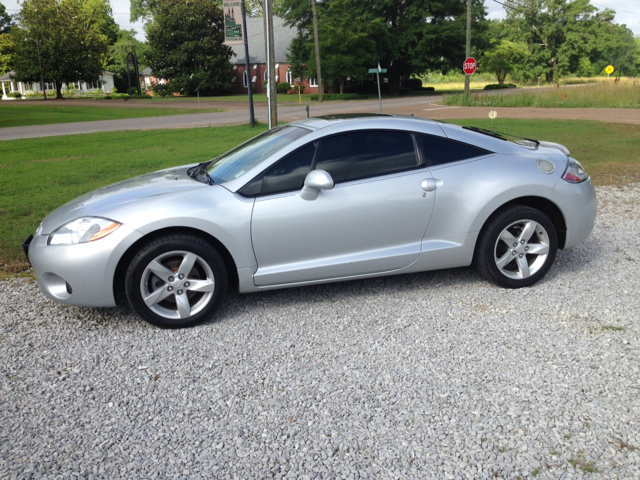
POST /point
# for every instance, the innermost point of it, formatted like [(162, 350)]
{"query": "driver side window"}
[(286, 175)]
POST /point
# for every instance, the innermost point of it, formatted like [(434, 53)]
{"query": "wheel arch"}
[(547, 207), (125, 259)]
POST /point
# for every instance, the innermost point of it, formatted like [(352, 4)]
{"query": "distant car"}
[(320, 200)]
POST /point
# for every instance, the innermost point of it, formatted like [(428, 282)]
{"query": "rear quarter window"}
[(440, 150)]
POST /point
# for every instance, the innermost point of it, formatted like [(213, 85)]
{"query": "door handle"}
[(429, 185)]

## Work to be completed
If the listing above includes images, copy every line of it exactly except those images.

## Response area
POST /point
# for every instance, the innermost point of it, formatted like [(162, 350)]
{"query": "driver side window"}
[(286, 175)]
POST /point
# for every instance, the innermost point of it, formatted like [(434, 53)]
{"query": "wheel arch"}
[(547, 207), (125, 259)]
POST /point
# for every instance, the innermost point of it, formatted like [(352, 4)]
{"query": "distant car"}
[(320, 200)]
POST /point
# for every instance, the innermost point of it, formatted like [(428, 282)]
{"query": "rear quarter window"}
[(440, 150)]
POST /point
# for every instance, the innermost point of it, formatted like [(213, 85)]
{"query": "door handle"}
[(429, 185)]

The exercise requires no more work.